Nel brano sulle crisi finanziarie, riscrivi tutto da "A giugno è fallito" fino a "Monetario Internazionale (FMI).", scambiando "Pakistan" con "Bangladesh".

#### Brano da leggere
+++
A giugno è fallito lo Sri Lanka, stato insulare dell’Asia meridionale, di dimensioni pari a circa un quinto dell’Italia e con una popolazione di 22 milioni di abitanti. Tale epilogo è frutto di un’economia soffocata da una pluralità di situazioni fra le quali la pandemia, l’inflazione elevata, e la guerra in Ucraina, che sta lasciando ampie fasce di popolazione senza beni primari come cibo, medicinali e carburanti.
A mezzanotte del 27 giugno scorso anche la Russia è entrata in default, seppur “tecnico” Le sanzioni imposte l’hanno tagliata fuori dal sistema finanziario internazionale e hanno reso intoccabili quelle sue riserve detenute all’estero, che potrebbe invece utilizzare per pagare i suoi debiti.
Un altro paese dell’area in grosse difficoltà finanziarie è il Pakistan, sull’orlo del default in maggio ha chiesto il salvataggio del Fondo Monetario Internazionale (FMI).
Nel 2001 Jim O’Neil, all’epoca economista della banca d’affari americana Goldman Sachs, coniò l’acronimo BRICS, che indicava i Paesi allora emergenti in rapida crescita: Brasile, Russia, India, Cina e Sudafrica. Nel 2001 erano ritenuti i Paesi del futuro, oggi possiamo dire che solo Cina ed India sono diventate delle potenze economiche e politiche mondiali, mentre Brasile, Russia e Sudafrica rischiano di rimanere Paesi emergenti ancora molto a lungo.
+++
#### Dati forniti

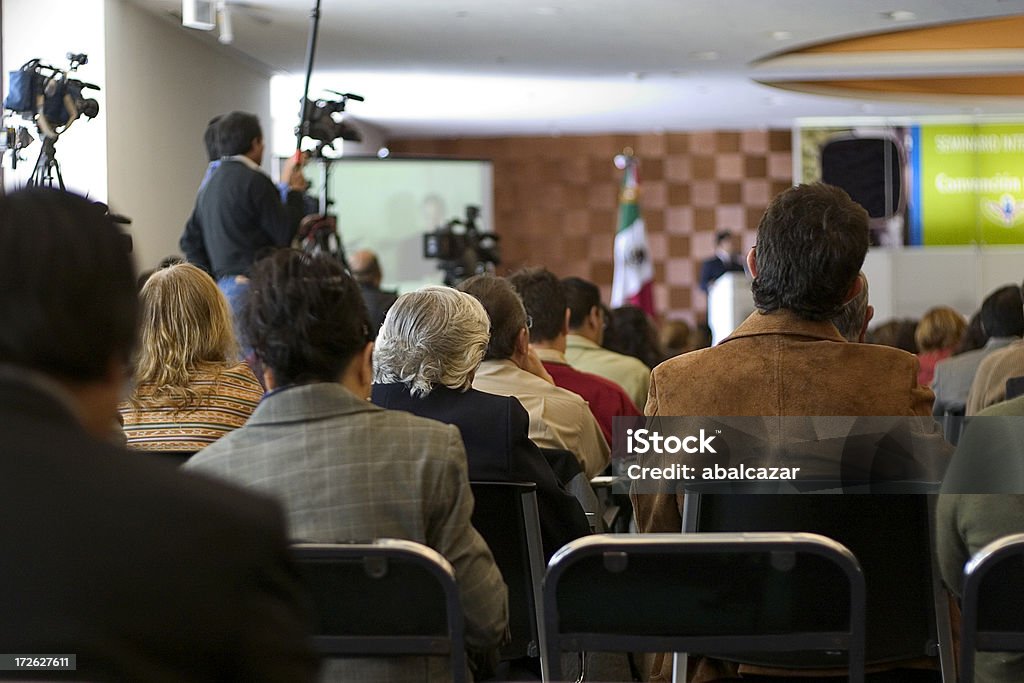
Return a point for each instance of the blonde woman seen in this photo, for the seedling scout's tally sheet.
+++
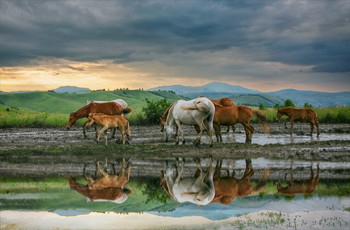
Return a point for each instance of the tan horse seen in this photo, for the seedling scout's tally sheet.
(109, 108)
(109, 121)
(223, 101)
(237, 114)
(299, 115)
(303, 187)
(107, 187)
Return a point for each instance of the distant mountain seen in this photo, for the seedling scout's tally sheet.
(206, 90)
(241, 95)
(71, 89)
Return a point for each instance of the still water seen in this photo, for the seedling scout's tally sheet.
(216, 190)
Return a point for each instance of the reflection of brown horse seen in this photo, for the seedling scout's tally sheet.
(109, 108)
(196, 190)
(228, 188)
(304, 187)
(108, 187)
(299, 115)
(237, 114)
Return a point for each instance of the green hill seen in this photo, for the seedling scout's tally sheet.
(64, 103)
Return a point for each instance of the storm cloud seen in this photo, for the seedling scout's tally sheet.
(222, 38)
+++
#### Soluzione
A giugno è fallito lo Sri Lanka, stato insulare dell’Asia meridionale, di dimensioni pari a circa un quinto dell’Italia e con una popolazione di 22 milioni di abitanti. Tale epilogo è frutto di un’economia soffocata da una pluralità di situazioni fra le quali la pandemia, l’inflazione elevata, e la guerra in Ucraina, che sta lasciando ampie fasce di popolazione senza beni primari come cibo, medicinali e carburanti.
A mezzanotte del 27 giugno scorso anche la Russia è entrata in default, seppur “tecnico” Le sanzioni imposte l’hanno tagliata fuori dal sistema finanziario internazionale e hanno reso intoccabili quelle sue riserve detenute all’estero, che potrebbe invece utilizzare per pagare i suoi debiti.
Un altro paese dell’area in grosse difficoltà finanziarie è il Bangladesh, sull’orlo del default in maggio ha chiesto il salvataggio del Fondo Monetario Internazionale (FMI).